Given request 1
Using the infrastructure documentation, decide whether each statement agrees with it: (a) the protea.infrastructure package is the only package that imports SQLAlchemy directly; (b) the YAML file takes precedence over the environment variables; (c) session_scope() commits when an exception occurs. For each, answer yes or no and quote the deciding words.
Given request 2
Reproduce the infrastructure documentation from "protea.infrastructure.settings loads configuration" up to and including "and production deployments.", without changing anything.
Given request 3
List each field the infrastructure documentation declares on the Settings class, along with its type.

Provided passage
=-=-=-=-=

Infrastructure

The protea.infrastructure package implements the persistence and messaging layer. It is the only package that imports SQLAlchemy, psycopg2, or aio-pika directly. All other layers interact with the database through the session factory and with the queue through the publisher interface.

Settings

protea.infrastructure.settings loads configuration from protea/config/system.yaml and applies environment variable overrides. The two mandatory settings are db_url (PostgreSQL connection string) and amqp_url (RabbitMQ connection string). Both can be overridden at runtime via PROTEA_DB_URL and PROTEA_AMQP_URL environment variables, which takes precedence over the YAML file. This makes the same configuration file usable across local development, CI, and production deployments.

class protea.infrastructure.settings.Settings(db_url: 'str', amqp_url: 'str', artifacts_dir: 'Path')

Bases: object

amqp_url: str
artifacts_dir: Path
db_url: str
protea.infrastructure.settings.load_settings(project_root: Path, *, env_prefix: str = 'PROTEA_') Settings
Load settings from:
  1. protea/config/system.yaml (relative to project root)

  2. environment variables (override YAML values)

Expected env vars:
  • PROTEA_DB_URL

  • PROTEA_AMQP_URL

Session management

session_scope() is the single entry point for all database access in PROTEA. It is a context manager that commits on normal exit and rolls back on any exception, then always closes the session. Workers open and close sessions explicitly rather than relying on this context manager for long-lived operations, but it is used throughout the API layer and in tests.

=-=-=-=-=

Dataset excerpt
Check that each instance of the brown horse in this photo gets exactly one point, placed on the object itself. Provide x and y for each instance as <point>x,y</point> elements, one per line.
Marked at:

=-=-=-=-=

Full response 1
(a) Yes: "It is the only package that imports SQLAlchemy, psycopg2, or aio-pika directly."
(b) No: "Both can be overridden at runtime via PROTEA_DB_URL and PROTEA_AMQP_URL environment variables, which takes precedence over the YAML file."
(c) No: "It is a context manager that commits on normal exit and rolls back on any exception, then always closes the session."

Full response 2
protea.infrastructure.settings loads configuration from protea/config/system.yaml and applies environment variable overrides. The two mandatory settings are db_url (PostgreSQL connection string) and amqp_url (RabbitMQ connection string). Both can be overridden at runtime via PROTEA_DB_URL and PROTEA_AMQP_URL environment variables, which takes precedence over the YAML file. This makes the same configuration file usable across local development, CI, and production deployments.

Full response 3
- amqp_url: str
- artifacts_dir: Path
- db_url: str